Exercise objective: Where in the data below does the word "tally" appear? Copy each line that holds it.

--------------------

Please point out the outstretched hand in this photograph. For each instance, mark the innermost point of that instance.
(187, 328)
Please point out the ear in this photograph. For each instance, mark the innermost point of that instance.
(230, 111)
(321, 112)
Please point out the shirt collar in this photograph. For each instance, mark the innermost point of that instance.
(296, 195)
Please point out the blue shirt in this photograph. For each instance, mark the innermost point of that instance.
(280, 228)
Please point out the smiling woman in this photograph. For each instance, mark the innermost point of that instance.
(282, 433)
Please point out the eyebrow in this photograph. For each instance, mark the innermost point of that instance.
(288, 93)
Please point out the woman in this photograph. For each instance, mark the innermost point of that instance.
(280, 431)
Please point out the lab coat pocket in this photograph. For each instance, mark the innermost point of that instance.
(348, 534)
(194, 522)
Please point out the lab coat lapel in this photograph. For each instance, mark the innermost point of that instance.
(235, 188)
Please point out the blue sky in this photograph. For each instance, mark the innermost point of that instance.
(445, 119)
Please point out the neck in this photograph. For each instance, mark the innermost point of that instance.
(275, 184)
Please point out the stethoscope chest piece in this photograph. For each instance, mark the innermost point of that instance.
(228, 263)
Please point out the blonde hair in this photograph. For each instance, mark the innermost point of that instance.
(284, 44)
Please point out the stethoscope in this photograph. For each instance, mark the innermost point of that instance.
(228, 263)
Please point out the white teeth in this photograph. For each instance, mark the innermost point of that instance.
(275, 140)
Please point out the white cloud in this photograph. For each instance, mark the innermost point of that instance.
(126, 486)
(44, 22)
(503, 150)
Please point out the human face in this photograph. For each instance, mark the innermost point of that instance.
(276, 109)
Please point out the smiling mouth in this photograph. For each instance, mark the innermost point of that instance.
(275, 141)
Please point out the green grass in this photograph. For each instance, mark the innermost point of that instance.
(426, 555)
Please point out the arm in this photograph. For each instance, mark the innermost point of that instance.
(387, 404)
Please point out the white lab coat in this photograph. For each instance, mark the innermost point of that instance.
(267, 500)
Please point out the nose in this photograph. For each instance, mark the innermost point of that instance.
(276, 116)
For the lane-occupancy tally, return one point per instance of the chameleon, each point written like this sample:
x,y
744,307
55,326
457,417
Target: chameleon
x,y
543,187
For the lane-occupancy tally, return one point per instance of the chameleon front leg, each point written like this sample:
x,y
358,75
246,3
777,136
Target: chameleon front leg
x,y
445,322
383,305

--------------------

Written answer:
For the lane-occupancy tally, return one point per instance of the chameleon, each point written like this sample:
For the lane-occupancy tally, return one point per instance of the chameleon front leg, each point written like this sample:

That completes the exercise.